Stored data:
· · · ·
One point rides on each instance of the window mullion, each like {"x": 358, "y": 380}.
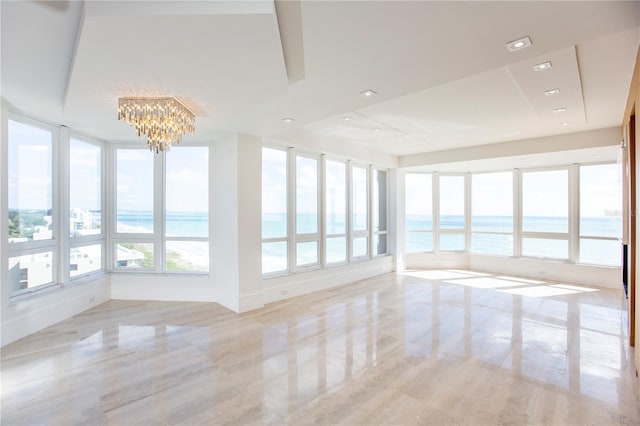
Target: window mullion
{"x": 574, "y": 213}
{"x": 61, "y": 194}
{"x": 159, "y": 191}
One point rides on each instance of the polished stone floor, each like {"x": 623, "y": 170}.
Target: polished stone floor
{"x": 424, "y": 347}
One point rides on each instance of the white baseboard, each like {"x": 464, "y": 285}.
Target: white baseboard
{"x": 285, "y": 287}
{"x": 32, "y": 314}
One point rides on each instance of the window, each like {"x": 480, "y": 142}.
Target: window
{"x": 492, "y": 213}
{"x": 545, "y": 214}
{"x": 600, "y": 214}
{"x": 32, "y": 214}
{"x": 274, "y": 211}
{"x": 134, "y": 209}
{"x": 359, "y": 213}
{"x": 452, "y": 216}
{"x": 187, "y": 209}
{"x": 336, "y": 211}
{"x": 307, "y": 212}
{"x": 86, "y": 236}
{"x": 173, "y": 239}
{"x": 379, "y": 211}
{"x": 418, "y": 212}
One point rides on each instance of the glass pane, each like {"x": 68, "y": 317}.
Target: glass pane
· · · ·
YOUR INSTRUCTIONS: Write the data out again exactly, but without its images.

RESPONSE:
One point rides on each instance of the window mullion, each like {"x": 358, "y": 380}.
Target: window mullion
{"x": 574, "y": 213}
{"x": 61, "y": 194}
{"x": 159, "y": 191}
One point rides on each instance of the polished stone floor, each like {"x": 623, "y": 170}.
Target: polished stone floor
{"x": 424, "y": 347}
One point rides on each instance of the white baseboard, each like {"x": 464, "y": 285}.
Target: white baseboard
{"x": 285, "y": 287}
{"x": 32, "y": 314}
One point rides on each instance of the window, each like {"x": 480, "y": 142}.
Target: window
{"x": 492, "y": 213}
{"x": 545, "y": 214}
{"x": 600, "y": 214}
{"x": 32, "y": 214}
{"x": 274, "y": 211}
{"x": 134, "y": 209}
{"x": 359, "y": 213}
{"x": 452, "y": 216}
{"x": 187, "y": 209}
{"x": 336, "y": 211}
{"x": 307, "y": 212}
{"x": 86, "y": 236}
{"x": 173, "y": 239}
{"x": 379, "y": 211}
{"x": 418, "y": 212}
One point rides on each instance of the glass pane, each like {"x": 68, "y": 317}.
Target: glass pane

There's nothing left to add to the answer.